# Study text
== Segment start ==

Are you in need of some dental or oral surgery? Do you need a wisdom tooth removed, perhaps? According to the Australian government's Private Health Insurance Ombudsman (PHIO), wisdom tooth extraction is one of the most commonly claimed oral surgery services under private health policies.
There are a few things you need to bear in mind if you do require such a procedure. The following is by no means an exhaustive list; if you are concerned or have any questions about insurance as it pertains to dental health, get in touch with HICA today.
Make sure you know what you're covered for
The Australian Dental Association cautions that every health insurer has different "business rules" regarding which dental treatments they will and will not cover.
It is therefore vital that you ask your health insurance consultant or provider which procedures they cover, so that you don't find yourself in a situation where you require care that you are not insured to receive.
If you need to have dental or oral surgery, you also need to make sure you've got the correct private health insurance policy to cover it.
For example, a General Treatment Policy will cover any dental surgery fees you accrue from a general dentist or oral surgery specialist, but will not cover your hospital accommodation, theatre, anaesthetist or other medical fees.
A Hospital Policy, on the other hand, will cover everything except for general dentist or oral surgery specialist fees.
And even when insurance plans do claim "cover" certain services, the percentage of the service they cover can vary.
PHIO explains that, for instance, 75 per cent of the fees charged by an anaesthetist will generally be taken care of by Medicare (through the Medicare Schedule Fee) and the other 25 per cent will be covered by your insurance provider.
It is definitely worthwhile comparing health insurance policies, just so you know exactly what you're getting.
Make sure you know the conditions of your cover
Being prepared is also important. Coverage is not necessarily guaranteed the moment you sign up with an insurance company, so it is best to organise your policy before you need it. You may be required to wait for up to twelve months before you can claim a rebate on any dental or oral procedures you undergo after choosing an insurance provider.

== Segment end ==

# Information shown
== Segment start ==

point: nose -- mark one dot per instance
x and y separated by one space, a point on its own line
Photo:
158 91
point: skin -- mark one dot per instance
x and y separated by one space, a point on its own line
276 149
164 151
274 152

== Segment end ==

# Exercise requirements
a. Set down the passage of the dental insurance article above that begins at the words "It is definitely" and stops after the words "an insurance provider.".
b. Translate this sentence from the dental insurance article above into Spanish: "A Hospital Policy, on the other hand, will cover everything except for general dentist or oral surgery specialist fees."
c. Write what comes next in the article on dental insurance and oral surgery above, picking up after its final sentence.

# Expected responses
a.
It is definitely worthwhile comparing health insurance policies, just so you know exactly what you're getting.
Make sure you know the conditions of your cover
Being prepared is also important. Coverage is not necessarily guaranteed the moment you sign up with an insurance company, so it is best to organise your policy before you need it. You may be required to wait for up to twelve months before you can claim a rebate on any dental or oral procedures you undergo after choosing an insurance provider.

b. Una póliza hospitalaria, por otro lado, cubrirá todo excepto los honorarios del dentista general o del especialista en cirugía oral.

c.
Be wary of going ahead with a dental or oral procedure until you are certain that it falls under your insurance policy.
When you have determined that treatment is required, it is a good idea to ask your dentist or an oral surgery specialist for a written quote detailing the overall cost of their services. Then you should get in touch with your insurance provider and see if they will cover this.
You also may not be allowed to go to the dentist of your choice. Some policies may allow this, but others may have existing partnerships with specific dental practices.
If, on the occasion that you do require oral surgery, sticking with your tried-and-true dentist is important to you, make sure you find a health insurance provider that will allow you to do so.
Dental cover for travellers
Interestingly, a study conducted by the School of Public Health and Tropical Medicine at James Cook University in Queensland revealed that dental treatment and procedures represent "a noteworthy proportion" of health insurance claims by those travelling Down Under.
So, if you're planning a trip to Australia, health insurance for visitors is another important commodity to look into.
Your dental and oral health is important, and getting the treatment you need when you need should be a priority.